Start of Extracted material
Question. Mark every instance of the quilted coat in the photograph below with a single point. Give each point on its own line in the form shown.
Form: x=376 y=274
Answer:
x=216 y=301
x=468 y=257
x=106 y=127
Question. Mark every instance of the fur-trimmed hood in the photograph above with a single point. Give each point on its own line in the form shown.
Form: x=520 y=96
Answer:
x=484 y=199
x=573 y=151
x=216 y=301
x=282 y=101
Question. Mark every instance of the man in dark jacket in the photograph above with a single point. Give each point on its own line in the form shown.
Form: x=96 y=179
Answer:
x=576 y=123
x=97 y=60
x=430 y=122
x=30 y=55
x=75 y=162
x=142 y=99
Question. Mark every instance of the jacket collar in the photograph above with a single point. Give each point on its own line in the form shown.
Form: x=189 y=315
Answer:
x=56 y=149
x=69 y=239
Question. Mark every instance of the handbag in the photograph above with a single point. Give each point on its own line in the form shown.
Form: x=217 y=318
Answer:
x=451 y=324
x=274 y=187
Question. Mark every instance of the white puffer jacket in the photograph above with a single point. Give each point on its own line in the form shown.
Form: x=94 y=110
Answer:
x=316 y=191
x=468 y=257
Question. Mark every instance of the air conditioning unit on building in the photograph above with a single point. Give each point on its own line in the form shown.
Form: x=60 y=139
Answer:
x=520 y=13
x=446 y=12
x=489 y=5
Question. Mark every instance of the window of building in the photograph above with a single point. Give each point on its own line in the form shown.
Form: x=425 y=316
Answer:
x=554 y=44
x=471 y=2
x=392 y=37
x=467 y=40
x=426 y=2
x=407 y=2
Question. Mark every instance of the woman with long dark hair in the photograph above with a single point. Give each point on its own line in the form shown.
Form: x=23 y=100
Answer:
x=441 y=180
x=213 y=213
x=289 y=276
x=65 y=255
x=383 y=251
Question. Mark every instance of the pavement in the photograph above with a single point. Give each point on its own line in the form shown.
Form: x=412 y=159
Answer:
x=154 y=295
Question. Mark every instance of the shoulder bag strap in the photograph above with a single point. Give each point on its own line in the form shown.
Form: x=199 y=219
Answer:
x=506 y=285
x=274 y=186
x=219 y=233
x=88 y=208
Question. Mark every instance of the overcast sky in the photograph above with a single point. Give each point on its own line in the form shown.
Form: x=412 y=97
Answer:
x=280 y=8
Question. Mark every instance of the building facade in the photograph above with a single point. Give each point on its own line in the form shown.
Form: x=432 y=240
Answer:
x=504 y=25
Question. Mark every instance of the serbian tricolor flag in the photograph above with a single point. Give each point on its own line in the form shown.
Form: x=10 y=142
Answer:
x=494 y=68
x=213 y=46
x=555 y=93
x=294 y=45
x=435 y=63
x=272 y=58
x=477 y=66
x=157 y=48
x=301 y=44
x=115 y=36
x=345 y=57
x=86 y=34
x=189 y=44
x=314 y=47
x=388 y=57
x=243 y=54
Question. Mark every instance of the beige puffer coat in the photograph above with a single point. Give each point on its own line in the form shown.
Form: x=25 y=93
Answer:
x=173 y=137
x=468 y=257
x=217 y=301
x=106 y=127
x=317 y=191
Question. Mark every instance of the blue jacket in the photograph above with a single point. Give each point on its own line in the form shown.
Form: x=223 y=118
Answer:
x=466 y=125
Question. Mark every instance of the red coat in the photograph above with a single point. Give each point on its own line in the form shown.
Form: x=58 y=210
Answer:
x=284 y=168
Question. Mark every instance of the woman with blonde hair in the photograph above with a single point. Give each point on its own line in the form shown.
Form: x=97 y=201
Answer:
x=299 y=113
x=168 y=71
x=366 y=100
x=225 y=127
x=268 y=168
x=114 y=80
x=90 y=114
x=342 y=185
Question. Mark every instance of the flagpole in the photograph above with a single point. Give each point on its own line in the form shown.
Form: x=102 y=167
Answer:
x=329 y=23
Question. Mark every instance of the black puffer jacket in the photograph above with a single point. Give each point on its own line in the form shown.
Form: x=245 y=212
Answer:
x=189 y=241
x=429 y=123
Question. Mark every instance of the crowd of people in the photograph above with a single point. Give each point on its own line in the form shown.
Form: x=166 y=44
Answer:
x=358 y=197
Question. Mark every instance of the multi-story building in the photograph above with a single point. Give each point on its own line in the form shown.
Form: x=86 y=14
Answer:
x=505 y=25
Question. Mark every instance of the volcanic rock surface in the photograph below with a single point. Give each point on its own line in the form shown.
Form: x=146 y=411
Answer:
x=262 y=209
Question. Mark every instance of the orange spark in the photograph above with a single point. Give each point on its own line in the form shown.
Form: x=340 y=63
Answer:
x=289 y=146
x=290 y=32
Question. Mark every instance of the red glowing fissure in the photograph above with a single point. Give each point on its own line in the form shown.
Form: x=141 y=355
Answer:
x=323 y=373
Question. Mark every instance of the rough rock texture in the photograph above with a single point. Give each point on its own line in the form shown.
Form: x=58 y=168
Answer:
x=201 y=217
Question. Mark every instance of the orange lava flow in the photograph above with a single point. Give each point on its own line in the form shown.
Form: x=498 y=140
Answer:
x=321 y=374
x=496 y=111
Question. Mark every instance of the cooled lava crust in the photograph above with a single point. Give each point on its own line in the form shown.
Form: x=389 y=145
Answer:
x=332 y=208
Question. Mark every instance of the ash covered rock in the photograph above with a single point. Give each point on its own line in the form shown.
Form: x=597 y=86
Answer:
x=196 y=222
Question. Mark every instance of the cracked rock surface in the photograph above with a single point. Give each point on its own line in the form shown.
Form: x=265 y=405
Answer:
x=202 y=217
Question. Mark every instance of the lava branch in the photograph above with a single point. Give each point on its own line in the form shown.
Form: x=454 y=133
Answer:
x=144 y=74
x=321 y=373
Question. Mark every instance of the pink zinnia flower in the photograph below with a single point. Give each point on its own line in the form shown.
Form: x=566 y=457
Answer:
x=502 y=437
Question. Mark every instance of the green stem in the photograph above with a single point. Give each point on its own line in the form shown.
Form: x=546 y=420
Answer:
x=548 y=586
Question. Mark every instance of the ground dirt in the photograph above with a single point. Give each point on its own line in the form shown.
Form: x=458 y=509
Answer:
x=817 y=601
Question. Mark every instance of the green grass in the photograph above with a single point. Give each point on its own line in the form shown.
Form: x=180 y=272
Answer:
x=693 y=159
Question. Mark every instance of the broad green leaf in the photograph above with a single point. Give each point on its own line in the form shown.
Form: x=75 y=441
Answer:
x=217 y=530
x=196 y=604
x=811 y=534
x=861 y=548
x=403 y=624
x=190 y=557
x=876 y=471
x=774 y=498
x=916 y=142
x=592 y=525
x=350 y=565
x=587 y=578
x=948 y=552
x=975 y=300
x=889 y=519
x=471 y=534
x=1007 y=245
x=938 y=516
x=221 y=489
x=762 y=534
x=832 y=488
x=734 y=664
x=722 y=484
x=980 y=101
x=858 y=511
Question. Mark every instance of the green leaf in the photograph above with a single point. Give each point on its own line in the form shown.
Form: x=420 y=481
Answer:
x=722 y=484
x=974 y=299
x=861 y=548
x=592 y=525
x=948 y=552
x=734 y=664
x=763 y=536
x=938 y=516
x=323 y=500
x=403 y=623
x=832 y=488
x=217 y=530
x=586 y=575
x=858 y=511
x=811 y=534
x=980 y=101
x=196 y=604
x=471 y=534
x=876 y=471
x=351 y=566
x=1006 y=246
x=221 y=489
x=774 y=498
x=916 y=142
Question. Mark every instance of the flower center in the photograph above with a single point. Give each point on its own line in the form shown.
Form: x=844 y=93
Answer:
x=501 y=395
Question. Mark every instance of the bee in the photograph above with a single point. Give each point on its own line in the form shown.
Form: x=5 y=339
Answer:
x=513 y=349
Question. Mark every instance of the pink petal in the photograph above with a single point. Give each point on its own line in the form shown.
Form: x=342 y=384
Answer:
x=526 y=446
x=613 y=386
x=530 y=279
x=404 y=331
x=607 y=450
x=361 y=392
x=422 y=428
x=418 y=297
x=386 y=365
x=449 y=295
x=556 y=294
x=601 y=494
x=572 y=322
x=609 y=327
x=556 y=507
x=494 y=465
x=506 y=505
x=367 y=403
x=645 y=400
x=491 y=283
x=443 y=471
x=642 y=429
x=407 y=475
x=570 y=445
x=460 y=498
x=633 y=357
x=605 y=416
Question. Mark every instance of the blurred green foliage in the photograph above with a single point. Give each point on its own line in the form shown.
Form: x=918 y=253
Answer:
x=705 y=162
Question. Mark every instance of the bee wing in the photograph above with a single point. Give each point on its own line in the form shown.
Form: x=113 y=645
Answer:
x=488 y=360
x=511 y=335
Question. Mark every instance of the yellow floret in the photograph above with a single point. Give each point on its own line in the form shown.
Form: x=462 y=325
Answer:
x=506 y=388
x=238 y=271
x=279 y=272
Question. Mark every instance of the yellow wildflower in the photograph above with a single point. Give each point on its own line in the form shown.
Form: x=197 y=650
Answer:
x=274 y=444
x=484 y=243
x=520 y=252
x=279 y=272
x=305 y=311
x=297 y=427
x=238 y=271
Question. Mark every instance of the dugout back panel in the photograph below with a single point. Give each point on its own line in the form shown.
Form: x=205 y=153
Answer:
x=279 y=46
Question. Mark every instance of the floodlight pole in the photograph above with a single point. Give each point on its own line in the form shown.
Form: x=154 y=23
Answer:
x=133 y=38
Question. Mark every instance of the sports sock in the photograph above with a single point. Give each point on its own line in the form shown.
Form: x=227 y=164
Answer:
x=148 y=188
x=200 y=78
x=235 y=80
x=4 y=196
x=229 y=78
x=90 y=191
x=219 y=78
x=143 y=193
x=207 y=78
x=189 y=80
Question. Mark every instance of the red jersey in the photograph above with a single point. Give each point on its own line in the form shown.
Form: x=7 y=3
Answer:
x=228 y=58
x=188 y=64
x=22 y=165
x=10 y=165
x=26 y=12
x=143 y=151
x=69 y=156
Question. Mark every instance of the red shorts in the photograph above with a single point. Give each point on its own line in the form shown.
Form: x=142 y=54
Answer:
End of Extracted material
*Description of the task*:
Please go over the data above and copy each line with "yellow" in it.

*Exercise solution*:
Question. Mark every instance of the yellow floret in the photograph above with a single point. Give each point on its own line in the form shown.
Question. Mark every instance of the yellow wildflower in the photograph above with a single point. Give each point on its own line in the form shown.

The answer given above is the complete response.